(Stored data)
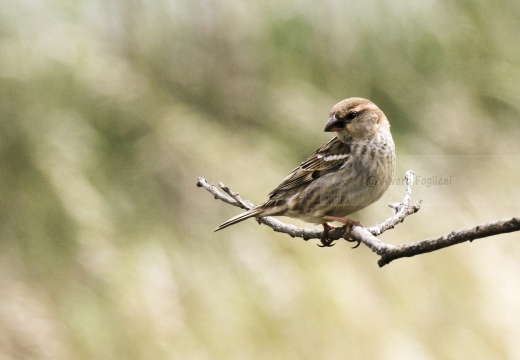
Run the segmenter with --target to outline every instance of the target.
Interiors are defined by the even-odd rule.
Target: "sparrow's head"
[[[379,131],[389,131],[385,114],[371,101],[349,98],[340,101],[330,110],[325,131],[336,131],[340,140],[370,139]]]

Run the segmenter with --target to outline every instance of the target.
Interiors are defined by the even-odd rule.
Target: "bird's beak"
[[[325,125],[325,132],[339,131],[345,128],[345,121],[339,120],[336,115],[332,115]]]

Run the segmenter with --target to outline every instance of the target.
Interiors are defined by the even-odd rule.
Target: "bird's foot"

■ WORK INSTRUCTIONS ■
Could you repeat all of the entries exactly, without the pictures?

■ RESPONSE AREA ■
Run the segmenter with --target to outline every instance of the target.
Interiors are defined by the even-odd rule.
Target: "sparrow's head"
[[[379,131],[389,131],[385,114],[371,101],[349,98],[340,101],[330,110],[325,131],[336,131],[340,140],[370,139]]]

Run the segmenter with --target to outline every instance of the target.
Interiors are defined by the even-odd rule.
Target: "bird's beak"
[[[325,125],[325,132],[339,131],[345,128],[345,121],[339,120],[336,115],[332,115]]]

Run the segmenter with --target to outline every instance of the target.
Interiors are defined by the even-odd rule.
Target: "bird's foot"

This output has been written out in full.